> Source data
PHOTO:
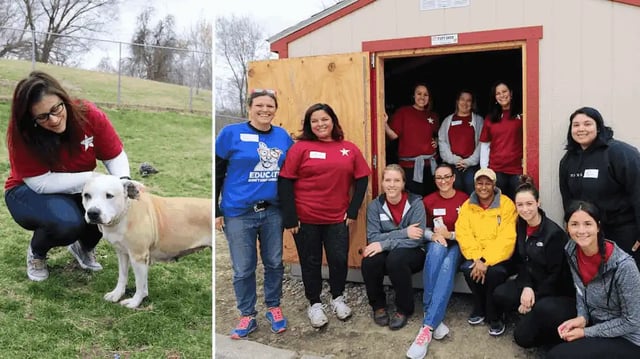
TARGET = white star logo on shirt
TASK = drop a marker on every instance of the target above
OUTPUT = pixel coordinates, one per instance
(87, 142)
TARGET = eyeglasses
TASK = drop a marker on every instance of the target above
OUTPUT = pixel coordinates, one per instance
(55, 111)
(265, 91)
(443, 178)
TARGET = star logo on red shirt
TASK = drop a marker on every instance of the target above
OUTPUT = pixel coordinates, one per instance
(87, 142)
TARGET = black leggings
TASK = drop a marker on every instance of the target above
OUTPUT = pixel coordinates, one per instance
(539, 326)
(596, 348)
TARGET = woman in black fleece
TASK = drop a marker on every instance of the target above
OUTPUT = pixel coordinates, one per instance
(605, 172)
(543, 291)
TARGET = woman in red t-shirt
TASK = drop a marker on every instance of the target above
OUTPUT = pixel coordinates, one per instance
(501, 139)
(416, 128)
(54, 142)
(314, 184)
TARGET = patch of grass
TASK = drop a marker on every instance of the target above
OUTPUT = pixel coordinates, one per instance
(65, 316)
(102, 87)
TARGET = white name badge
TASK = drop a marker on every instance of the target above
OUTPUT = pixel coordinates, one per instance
(439, 212)
(590, 173)
(318, 155)
(249, 137)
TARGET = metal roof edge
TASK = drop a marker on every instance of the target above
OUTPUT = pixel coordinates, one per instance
(315, 17)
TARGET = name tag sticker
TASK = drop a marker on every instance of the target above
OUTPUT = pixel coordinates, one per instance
(318, 155)
(439, 212)
(249, 137)
(590, 173)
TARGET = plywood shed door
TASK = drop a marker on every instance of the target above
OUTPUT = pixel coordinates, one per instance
(341, 81)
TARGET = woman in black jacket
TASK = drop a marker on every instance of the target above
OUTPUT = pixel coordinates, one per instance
(543, 291)
(605, 172)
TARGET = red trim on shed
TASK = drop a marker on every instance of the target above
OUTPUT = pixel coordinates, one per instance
(628, 2)
(531, 35)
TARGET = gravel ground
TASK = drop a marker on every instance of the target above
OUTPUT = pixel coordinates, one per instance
(358, 337)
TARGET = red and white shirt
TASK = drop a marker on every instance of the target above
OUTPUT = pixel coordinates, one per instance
(98, 140)
(415, 130)
(506, 143)
(437, 206)
(323, 173)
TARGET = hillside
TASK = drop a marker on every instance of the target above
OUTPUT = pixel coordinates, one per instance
(102, 88)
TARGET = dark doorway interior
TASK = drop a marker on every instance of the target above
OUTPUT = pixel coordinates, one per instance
(445, 75)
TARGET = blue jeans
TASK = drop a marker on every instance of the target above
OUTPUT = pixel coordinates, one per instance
(440, 267)
(309, 242)
(242, 233)
(56, 219)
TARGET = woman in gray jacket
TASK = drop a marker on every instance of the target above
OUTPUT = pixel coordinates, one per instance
(396, 222)
(458, 140)
(607, 285)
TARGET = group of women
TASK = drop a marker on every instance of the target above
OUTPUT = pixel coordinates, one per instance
(575, 290)
(309, 195)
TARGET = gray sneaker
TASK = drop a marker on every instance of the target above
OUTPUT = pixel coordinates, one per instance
(36, 267)
(86, 259)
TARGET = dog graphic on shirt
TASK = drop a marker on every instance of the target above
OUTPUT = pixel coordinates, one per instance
(268, 158)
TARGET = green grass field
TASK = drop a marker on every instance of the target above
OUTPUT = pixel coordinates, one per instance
(65, 316)
(103, 87)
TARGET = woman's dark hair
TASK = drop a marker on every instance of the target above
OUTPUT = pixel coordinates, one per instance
(495, 112)
(593, 212)
(43, 144)
(473, 100)
(604, 134)
(260, 93)
(307, 133)
(413, 92)
(526, 184)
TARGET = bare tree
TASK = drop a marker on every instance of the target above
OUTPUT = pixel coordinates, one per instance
(154, 62)
(238, 41)
(200, 61)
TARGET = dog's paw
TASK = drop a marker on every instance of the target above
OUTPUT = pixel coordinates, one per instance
(131, 303)
(114, 296)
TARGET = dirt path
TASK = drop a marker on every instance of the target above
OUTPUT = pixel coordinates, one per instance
(358, 337)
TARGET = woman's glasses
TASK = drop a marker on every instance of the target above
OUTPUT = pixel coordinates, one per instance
(55, 111)
(443, 178)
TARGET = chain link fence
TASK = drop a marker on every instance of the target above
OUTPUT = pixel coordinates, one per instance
(184, 74)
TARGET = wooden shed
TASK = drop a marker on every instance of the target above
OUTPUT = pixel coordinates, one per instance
(362, 57)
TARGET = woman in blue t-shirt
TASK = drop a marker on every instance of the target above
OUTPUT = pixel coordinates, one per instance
(248, 160)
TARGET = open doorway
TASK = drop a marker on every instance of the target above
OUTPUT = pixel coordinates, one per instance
(445, 75)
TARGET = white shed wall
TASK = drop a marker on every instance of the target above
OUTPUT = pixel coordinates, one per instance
(589, 56)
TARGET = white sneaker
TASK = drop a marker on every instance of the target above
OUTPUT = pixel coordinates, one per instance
(341, 309)
(420, 345)
(441, 331)
(316, 315)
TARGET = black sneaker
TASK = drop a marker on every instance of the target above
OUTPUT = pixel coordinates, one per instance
(398, 321)
(496, 328)
(475, 319)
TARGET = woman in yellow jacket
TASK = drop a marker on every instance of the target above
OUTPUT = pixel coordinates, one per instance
(486, 233)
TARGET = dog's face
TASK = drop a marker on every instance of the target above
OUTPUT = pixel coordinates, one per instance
(105, 197)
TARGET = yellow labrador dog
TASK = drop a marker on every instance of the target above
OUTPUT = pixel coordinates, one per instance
(144, 228)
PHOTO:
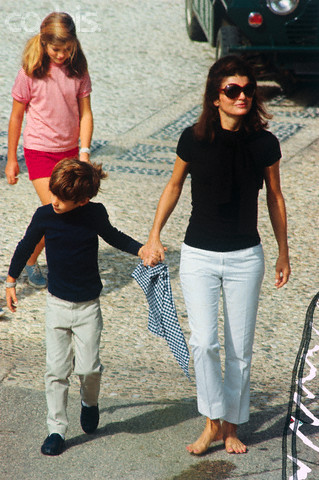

> To do
An exact copy of every entry above is needed, minus the pictures.

> Result below
PHOTO:
TARGET = white star logo on shirt
TASK = drop a marker on every instance of the target above
OUTPUT = pixel coordinates, one per instance
(87, 142)
TARGET = eyeglasses
TASK = drop a marker on every instance of the target above
OUTPUT = pixel coordinates, one per instance
(55, 111)
(265, 91)
(443, 178)
TARGET = star logo on red shirt
TASK = drop a marker on every instance of the target above
OUTPUT = pixel coordinates, one per instance
(87, 142)
TARGET = black leggings
TASK = drop a marker on every instance of the target above
OUTPUT = pixel coordinates, one per instance
(539, 326)
(596, 348)
TARGET = woman in black fleece
TASK = drop a marker on every instance of the target above
OUTPUT = pixel coordinates, one per instance
(605, 172)
(543, 291)
TARGET = woman in red t-shirt
TASK = drop a marker on every instance of the target above
OUTPUT = pixel coordinates, one per instance
(501, 139)
(416, 128)
(54, 142)
(314, 184)
TARGET = patch of grass
TASK = drop a marker on every instance of the target above
OUTPUT = pixel coordinates, one per instance
(65, 316)
(102, 87)
TARGET = white name badge
TASK = drop a marker on every instance of the target above
OUTPUT = pixel coordinates, one per instance
(439, 212)
(590, 173)
(318, 155)
(249, 137)
TARGET = metal roof edge
TASK = drop a marker on every instance of the target above
OUTPUT = pixel coordinates, one per instance
(315, 17)
TARGET = name tag sticker
TASK = drop a marker on every instance of the target above
OUTPUT = pixel coordinates, one per instance
(318, 155)
(439, 212)
(249, 137)
(590, 173)
TARGET = plywood shed door
TASK = drop a marker on every instance of the target above
OUTPUT = pixel coordinates, one per instance
(341, 81)
TARGET = woman in black jacket
TASK = drop a marker on every instance of the target above
OUTPUT = pixel coordinates, one per instance
(543, 291)
(605, 172)
TARGET = red trim on shed
TASK = drop a marker on every instance of the target above
OUTPUT = pixel coordinates, one per instance
(628, 2)
(531, 35)
TARGET = gravel ground
TASK = drop a marker on every instance of the target above
OUTPUT = pixel coordinates, one per instance
(358, 337)
TARGET = red and white shirt
TASK = drop a marker on every instance of the target above
OUTPUT = pixel coordinates, one per instance
(98, 140)
(415, 130)
(506, 143)
(437, 206)
(323, 173)
TARGET = hillside
TASK = drop a marker on every instance of the target above
OUTPUT = pixel coordinates, one per instance
(102, 88)
TARGET = dark doorway interior
TASK = drop a marker on every instance of the target above
OUTPUT = pixel coordinates, one per instance
(445, 75)
TARGET = blue jeans
TASK = drop a marker on every instance of the target above
OUTPUT = pixel coordinates, one per instance
(440, 267)
(309, 242)
(242, 233)
(56, 219)
TARGET = woman in gray jacket
TASK = drop a marker on every instance of the target above
OUTPUT = pixel coordinates, one per instance
(396, 222)
(458, 140)
(607, 285)
TARGET = group of women
TASK = drop a marker on every instance of the target above
OUTPUT = pixel coordinates, one per instance
(575, 290)
(309, 195)
TARGET = gray sneaker
TASK = drop a marker on every instance of the target above
OUTPUT = pixel coordinates, one per instance
(36, 267)
(86, 259)
TARGET = dog graphic on shirt
TASK = drop a marker on every instance of the target above
OUTPUT = pixel coordinates, one per instance
(268, 158)
TARGET = green grass field
TASK = drop a marker on every instance of the target above
OUTPUT = pixel coordinates, one per instance
(65, 316)
(103, 87)
TARGET = woman's dark hair
TASK = drop a marker on every instance of the target above
OUTPUT = pixel coordinates, one per instance
(495, 112)
(593, 212)
(43, 144)
(473, 100)
(604, 134)
(260, 93)
(307, 133)
(413, 92)
(526, 184)
TARGET = bare tree
TASK = drop a marker on every instance of the target above
OUTPUT = pixel coordinates, one per instance
(154, 62)
(238, 41)
(200, 61)
TARGET = dog's paw
TASK = drop a marker on every instance of the target above
OUTPUT = pixel coordinates, one per instance
(131, 303)
(114, 296)
TARGET = dirt path
TASK = drop a marker on every instance of the target above
OUTPUT = pixel coordinates, one per instance
(358, 337)
TARGET = woman's glasses
TASK = drop a marker on every instance of the target above
OUTPUT = pixel coordinates, one per instance
(55, 111)
(443, 178)
TARGET = chain link fence
TASK = drop a marker on every instance of the target above
OUTPUT = pixel coordinates, one per instance
(184, 74)
TARGET = wooden shed
TASK = drop a marker on every instance of the target above
OUTPUT = pixel coordinates, one per instance
(362, 57)
TARGET = woman in blue t-shirt
TASK = drop a marker on every instance of the target above
OUTPUT = pixel coordinates, one per instance
(248, 160)
TARGET = open doorway
TASK = drop a marker on every instance of the target above
OUTPUT = pixel coordinates, one per instance
(445, 75)
TARGET = white shed wall
TASK = drop a marker on every instance of the target above
OUTPUT = pixel coordinates, one per instance
(589, 56)
TARGET = white sneaker
TASK = drop a marker on every instance of the target above
OUTPUT = pixel coordinates, one per instance
(341, 309)
(420, 345)
(441, 331)
(316, 315)
TARGET = black sneaker
TASK = drop a marker on every instance of the target above
OUTPUT = pixel coordinates, one per instance
(398, 321)
(496, 328)
(475, 319)
TARGET = woman in yellow jacket
TASK = drop a marker on every instance of the target above
OUTPUT = pixel coordinates, one per instance
(486, 233)
TARGET = dog's face
TASK = drop a marker on every instance of the target above
OUTPUT = pixel coordinates, one per instance
(105, 197)
TARGET = yellow labrador dog
TASK = drop a marker on every instance of the target above
OUTPUT = pixel coordinates, one per instance
(144, 228)
PHOTO:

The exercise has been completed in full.